══ EXCERPTED RECORDS ══

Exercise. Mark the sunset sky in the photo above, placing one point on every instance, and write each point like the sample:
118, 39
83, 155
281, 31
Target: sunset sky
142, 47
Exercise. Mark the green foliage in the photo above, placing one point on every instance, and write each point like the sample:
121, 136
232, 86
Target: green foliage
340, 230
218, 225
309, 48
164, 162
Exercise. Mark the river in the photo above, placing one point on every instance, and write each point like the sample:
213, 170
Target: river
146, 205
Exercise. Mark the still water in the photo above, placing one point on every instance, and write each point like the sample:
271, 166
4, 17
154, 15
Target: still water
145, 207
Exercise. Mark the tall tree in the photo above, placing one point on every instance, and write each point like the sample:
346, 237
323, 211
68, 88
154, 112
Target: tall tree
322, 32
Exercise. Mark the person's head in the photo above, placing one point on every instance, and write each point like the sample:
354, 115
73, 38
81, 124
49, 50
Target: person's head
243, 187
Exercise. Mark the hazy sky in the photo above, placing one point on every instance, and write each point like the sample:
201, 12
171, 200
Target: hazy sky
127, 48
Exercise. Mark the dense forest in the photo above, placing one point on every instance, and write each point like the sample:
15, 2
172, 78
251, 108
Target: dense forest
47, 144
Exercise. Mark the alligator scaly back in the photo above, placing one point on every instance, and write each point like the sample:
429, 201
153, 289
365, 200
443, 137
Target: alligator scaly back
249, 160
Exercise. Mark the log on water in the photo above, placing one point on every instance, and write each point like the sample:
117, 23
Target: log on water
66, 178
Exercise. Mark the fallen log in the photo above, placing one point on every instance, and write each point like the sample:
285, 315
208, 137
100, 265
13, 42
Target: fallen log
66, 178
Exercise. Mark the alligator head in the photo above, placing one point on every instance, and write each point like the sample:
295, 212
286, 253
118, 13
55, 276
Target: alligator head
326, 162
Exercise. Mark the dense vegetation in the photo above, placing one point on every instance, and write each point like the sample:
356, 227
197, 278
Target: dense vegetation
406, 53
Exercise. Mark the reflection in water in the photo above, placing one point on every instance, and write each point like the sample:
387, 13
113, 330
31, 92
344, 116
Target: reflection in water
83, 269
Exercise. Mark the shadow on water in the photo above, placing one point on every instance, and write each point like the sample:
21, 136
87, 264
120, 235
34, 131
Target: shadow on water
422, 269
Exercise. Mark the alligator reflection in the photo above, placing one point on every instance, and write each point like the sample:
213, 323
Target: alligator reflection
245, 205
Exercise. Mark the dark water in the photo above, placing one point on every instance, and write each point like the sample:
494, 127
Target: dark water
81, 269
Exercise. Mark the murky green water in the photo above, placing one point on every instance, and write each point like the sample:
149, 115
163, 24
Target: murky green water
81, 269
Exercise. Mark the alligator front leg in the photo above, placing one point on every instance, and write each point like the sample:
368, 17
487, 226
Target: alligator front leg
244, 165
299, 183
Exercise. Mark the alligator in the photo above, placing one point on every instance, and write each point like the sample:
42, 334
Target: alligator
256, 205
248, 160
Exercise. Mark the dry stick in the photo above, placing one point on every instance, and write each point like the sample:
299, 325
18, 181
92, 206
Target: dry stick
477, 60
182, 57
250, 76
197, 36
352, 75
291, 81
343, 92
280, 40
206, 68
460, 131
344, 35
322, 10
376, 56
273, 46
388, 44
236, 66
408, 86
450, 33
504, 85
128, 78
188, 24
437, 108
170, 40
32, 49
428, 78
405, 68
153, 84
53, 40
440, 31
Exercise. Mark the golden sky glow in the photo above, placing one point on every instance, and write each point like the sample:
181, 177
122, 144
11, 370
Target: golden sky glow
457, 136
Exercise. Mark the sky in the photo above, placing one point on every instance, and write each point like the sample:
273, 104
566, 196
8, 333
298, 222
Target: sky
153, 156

═══

Restate all of the entries above precisely.

- IN RESPONSE:
Exercise. Mark the sunset sky in the photo above, placing one point on every instance, and write each point like the sample:
118, 39
83, 155
281, 31
Target: sunset sky
142, 47
Exercise. Mark the green foliage in the photo above, placing one point on every instance, and write each point like the sample:
121, 136
232, 86
Target: green foliage
340, 230
218, 225
309, 48
164, 162
Exercise. Mark the river in the photo above, placing one point on every instance, and write each point like the sample:
213, 170
Target: river
146, 205
Exercise. Mark the still water in the photo above, placing one point on every instance, and write each point like the sample:
271, 166
4, 17
154, 15
Target: still water
145, 207
Exercise. Mark the tall tree in the photo above, placing one point on every instance, and write each point like the sample:
346, 237
323, 211
68, 88
154, 112
Target: tall tree
322, 32
Exercise. Mark the person's head in the photo above, placing one point on every instance, and write each point like the sample:
354, 115
73, 38
81, 124
49, 50
Target: person's head
243, 187
Exercise. Mark the hazy sky in the photo above, placing one point on every instance, and write each point like the sample:
201, 12
171, 200
Target: hazy sky
127, 48
Exercise. Mark the dense forest in the photo above, placing one point on every instance, and write each point like the sample:
15, 2
172, 78
251, 108
Target: dense forest
47, 144
Exercise. Mark the alligator scaly back in the photo above, placing one point on every instance, and write each point like the sample:
429, 201
153, 289
365, 200
443, 137
Target: alligator scaly back
249, 160
Exercise. Mark the log on water in the photo above, placing one point on every instance, and write each point like the sample:
117, 23
Target: log on water
66, 178
Exercise. Mark the fallen log in the photo above, placing one point on every instance, and write each point like the sample:
285, 315
208, 137
100, 265
13, 42
Target: fallen log
66, 178
Exercise. Mark the alligator head in the photo above, placing one point on every instance, and write each point like the sample:
295, 212
286, 253
118, 13
55, 276
Target: alligator head
326, 162
Exercise. Mark the dense vegetation in the photo above, placing one point on every instance, and write each point like the sample:
356, 227
197, 278
Target: dense vegetation
406, 53
Exercise. Mark the reflection in water in the photo above, placing one point on every instance, and write each point like the sample:
387, 13
113, 330
31, 92
344, 116
Target: reflection in water
83, 269
Exercise. Mark the shadow on water in the photo above, placing one point on every instance, and write each point like the sample:
21, 136
87, 264
120, 235
34, 131
Target: shadow on water
422, 269
Exercise. Mark the alligator reflection in the photo above, placing one point on every instance, and write each point like the sample:
213, 323
Target: alligator reflection
245, 205
Exercise. Mark the dark water in the photo above, placing one point on every instance, and write each point like the sample:
494, 127
Target: dark water
81, 269
Exercise. Mark the murky green water in the photo above, placing one point on every instance, and write each point like the sample:
149, 115
163, 24
Target: murky green water
81, 269
Exercise. Mark the alligator front leg in the photo above, placing one point on every instance, and write each point like the sample:
368, 17
487, 226
Target: alligator front leg
244, 165
299, 183
Exercise. Mark the alligator in the photo above, placing one point on every instance, and write each point like the sample:
42, 334
Target: alligator
256, 205
248, 160
Exercise. Mark the dry stick in the photo above, placing one point on every instance, and write each point like the sample:
299, 325
18, 181
92, 206
Target: dry stick
477, 60
182, 57
250, 76
197, 36
352, 75
291, 81
343, 92
280, 40
206, 68
460, 131
344, 35
322, 10
376, 56
273, 46
388, 44
236, 66
408, 86
450, 33
504, 85
128, 78
188, 24
437, 108
170, 40
32, 49
428, 78
405, 68
153, 84
53, 40
440, 31
Exercise. Mark the golden sky glow in the photo above, placing one point on every instance, and write each point like the sample:
181, 177
122, 144
11, 370
Target: golden sky glow
457, 136
Exercise. Mark the sky in the photo above, placing one point on every instance, and write each point like the sample:
273, 104
566, 196
8, 333
298, 222
Target: sky
153, 156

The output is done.